Comics are getting a lot darker this December.
Randy Queen and his character, Darkchylde, are returning to comics – and they're sharing the stage with Top Cow's own Darkness. It's no coincidence that Queen got his start in comics at Top Cow way back in the early 90s, and he's coming back to where it all began to re-introduce himself – and Darkchylde – into the comics' world.
Randy Queen returns to comics and Top Cow in December with the 48-page one shot Darkness/Darkchylde: Kingdom Pain. In this standalone comic book, the young Ariel Chylde returns to comics and her nightmares find a home in the mind of Top Cow's Jackie Estacado – aka The Darkness. Trapped in Chylde's Nightmare world, Jackie's power is corrupted --- and his Darkness armor is transformed in the process. What happens next – and a surprise appearance by a third major comics' character – will only be revealed by buying the book
Although this is Randy's first real stint with the Darkness character, his connection to the character works its way back to Queen's first year in comics. Queen worked in the Top Cow studio and even did a preliminary drawing of what would become the Darkness, which appeared in the 1994 Cyberforce Universe Sourcebook #2.
This new comic marks Queen's return to comics, and he's reintroducing Darkchylde and bringing a new creation, Starfall, as an 8 page preview at the end of the book. For more, we talked with Queen by email from his West Coast home.
Newsarama: So Randy, what can you tell us about the upcoming Darkness/Darkchylde: Kingdom of Pain one-shot?
Randy Queen: The book has three big selling points. Jackie's suit gets corrupted, so you're getting the premier of brand new Darkness armor, you're getting the return of Ariel Chylde, and you're getting nine pages of Starfall. And you're getting gorgeous color art by Sarah Queen.
When I go to the comic shop, I look for something fun, with real craftsmanship and love on the page, and I look for production values. We have that for you.
Nrama: How does the Darkness and Ariel Chylde come together in this comic?
Queen: Ariel Chylde is a good hearted, southern teen who can become any of the creatures from her many nightmares, and makes them real. Every time she sheds her skin, a new terror emerges. It's just sick! But she was ambushed by a legion of her enemies and has not been seen since...
Since the Darkness brings Ariel back to comic shops, we thought that in the story, art should imitate life and he should be responsible for her return there as well. The whole theme of the piece is "waking up" and Jackie very effectively wakes Ariel up with what he can do. But something that is at once a victim and an incredible threat also wishes to awaken.

++++++++++++++++++++

● Required tasks:
**1.** Answer these questions about the Darkness/Darkchylde interview, one line each:
(a) In which publication did Queen's preliminary drawing of what would become the Darkness appear?
(b) Who provides the color art for the one-shot?
(c) According to Queen, what is the whole theme of the piece?
**2.** Copy the passage of the Darkness/Darkchylde interview between "Randy Queen: The" and "in this comic?", inclusive.
**3.** Proceed with the Darkness/Darkchylde interview, picking up after its final sentence.

● Collected material:
++++++++++++++++++++

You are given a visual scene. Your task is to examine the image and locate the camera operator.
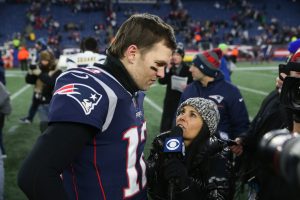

++++++++++++++++++++

● Exercise responses:
**1.**
(a) The 1994 Cyberforce Universe Sourcebook #2.
(b) Sarah Queen.
(c) "Waking up."

**2.**
Randy Queen: The book has three big selling points. Jackie's suit gets corrupted, so you're getting the premier of brand new Darkness armor, you're getting the return of Ariel Chylde, and you're getting nine pages of Starfall. And you're getting gorgeous color art by Sarah Queen.
When I go to the comic shop, I look for something fun, with real craftsmanship and love on the page, and I look for production values. We have that for you.
Nrama: How does the Darkness and Ariel Chylde come together in this comic?

**3.**
Also, these characters are both monster makers. Jackie has an elemental evil as old as time on tap, and Ariel can physically become evil in its many varied forms. So the responsibility is to define the differences and similarities, and most importantly, at least from my perspective, try to freshen things. You don't need to know anything about either going in to enjoy this. No one knew Jackie Estacado before The Darkness # 1, and no one knew Ariel Chylde before Darkchylde # 1. The thrill of the tale is the telling, and I want to intrigue, not hand hold. As for the central conflict, she is brand new, she can create from imagination, she is very pretty, and very broken. They can make monsters, she can make anything. She sort of trumps them both, so it's a perfect foil.
Nrama: The subtitle for this comic is “Kingdom Pain”; what’s that?
Queen: Literally, it's a psychological state in the Nations of Nightmare. For the characters, it's an emotional state.
Nrama: Tell us more about this new Darkness armor Jackie is getting into. What's that about?
Queen: The suit is this book is now more mercurial shadow with fossilized Darkling bones, meets John Carpenter's The Thing on crack. Very big on the Badass Barometer.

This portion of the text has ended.